__To do__:
A. Answer these questions using the music post below.
(i) In what year was the album by The United States Of America released?
(ii) Who plays organ on Hurricane Fighter Plane?
(iii) Under what title was the Amorphous Androgynous remix of THE SEARCH ENGINE released?
B. Decide whether each statement below agrees with the music post. Answer yes or no and quote the words that decide it.
(i) Red Krayola released their debut album in 1967.
(ii) The United States Of America released several albums.
(iii) The Familiar Ugly consisted of about 100 followers.
C. Reproduce the part of the music post between "DJ FOOD VS." and "THE ILLECTRIC HOAX.", inclusive.

::: Reading passage

THE UNITED STATES OF AMERICA     THE AMERICAN METAPHYSICAL CIRCUS


I read somewhere once that, in some lists at least, this is generally regarded as the greatest psychedelic track ever recorded, and I can’t say that I entirely disagree – it would certainly make my top 10. It’s to be found on the only album by the progressive, avant-garde psychedelic band The United States Of America whose eponymous album was released in 1968. The song is notable for including no less than 5 layers of sound: A calliope playing National Emblem, a ragtime piano playing At A Georgia Camp Meeting, two marching bands playing Marching Through Georgia and The Red, White and Blue switching between left and right channels, and two tracks of electronic noise. Towards the end of the track the singer’s voice becomes so distorted it becomes unintelligible. Marvellous.

Welcome to Mind De-Coder 21.


RED KRAYOLA     HURRICANE FIGHTER PLANE/FREE FORM FREAK-OUT 2


Another psychedelic band of the avant-garde variety, Red Krayola were an extremely influential group in certain circles whose sound pre-figured both punk and post-punk with its lo-fi aesthetic; Spacemen 3 were big fans. In a Pitchfork review by Alex Lindhart, that’s worth repeating verbatim, he refers to the band as having “no idea how to play its instruments. In fact, they don't even know what instruments are, or if the guitarist has the ability to remain conscious long enough to play whatever it is a 'note' might be."  

They released their debut album, PARABLE OF ARABLE LAND, in 1967 featuring six songs interwoven with a cacophony generated by approximately 50 anonymous followers known as The Familiar Ugly who appear on a number of noise tracks called Free-Form Freak-Outs. 13th Floor Elevators frontman Roky Erickson also makes a guest appearance on Hurricane Fighter Plane playing organ – this is possibly the most tuneful thing on the album, and owes much to Syd Barrett-era Pink Floyd, but the band were capable of going much further out than this. I’ve included one of the Free Form Freak-Outs for your further listening pleasure. 


DJ FOOD VS. THE AMORPHOUS ANDROGYNOUS     DON’T PRAY, DON’T 
        BOTHER (WE’RE EVIL)

     
DJ Food exists as an electronic music project originally created to provide a series of records consisting of breaks, loops and samples that could be used by other DJs for mixing, remixing and producing. Over the years the project has moved away from its initial premise and now, under project manager Kevin Foakes (Strictly Kev to his mum) produces albums in its own right. THE SEARCH ENGINE, styled as a kind of psychedelic rock album made with samplers, was released last year, and then given a Monstrous Psychedelic Bubble remix by Amorphous Androgynous, from which the track Don’t Pray, Don’t Bother (We’re Evil) is taken, part 2 of a sprawling 17 minute mix that takes in three tracks from the original album, and then released as THE ILLECTRIC HOAX.

::::::
::: Given information

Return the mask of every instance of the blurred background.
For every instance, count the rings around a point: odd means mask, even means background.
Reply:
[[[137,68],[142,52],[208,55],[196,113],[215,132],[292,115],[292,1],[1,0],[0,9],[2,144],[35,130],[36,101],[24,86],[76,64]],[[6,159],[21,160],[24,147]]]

::::::

__Worked answers__:
A.
(i) 1968
(ii) Roky Erickson, frontman of 13th Floor Elevators
(iii) THE ILLECTRIC HOAX

B.
(i) Yes: "They released their debut album, PARABLE OF ARABLE LAND, in 1967"
(ii) No: "the only album by the progressive, avant-garde psychedelic band The United States Of America"
(iii) No: "approximately 50 anonymous followers known as The Familiar Ugly"

C.
DJ FOOD VS. THE AMORPHOUS ANDROGYNOUS     DON’T PRAY, DON’T 
        BOTHER (WE’RE EVIL)

     
DJ Food exists as an electronic music project originally created to provide a series of records consisting of breaks, loops and samples that could be used by other DJs for mixing, remixing and producing. Over the years the project has moved away from its initial premise and now, under project manager Kevin Foakes (Strictly Kev to his mum) produces albums in its own right. THE SEARCH ENGINE, styled as a kind of psychedelic rock album made with samplers, was released last year, and then given a Monstrous Psychedelic Bubble remix by Amorphous Androgynous, from which the track Don’t Pray, Don’t Bother (We’re Evil) is taken, part 2 of a sprawling 17 minute mix that takes in three tracks from the original album, and then released as THE ILLECTRIC HOAX.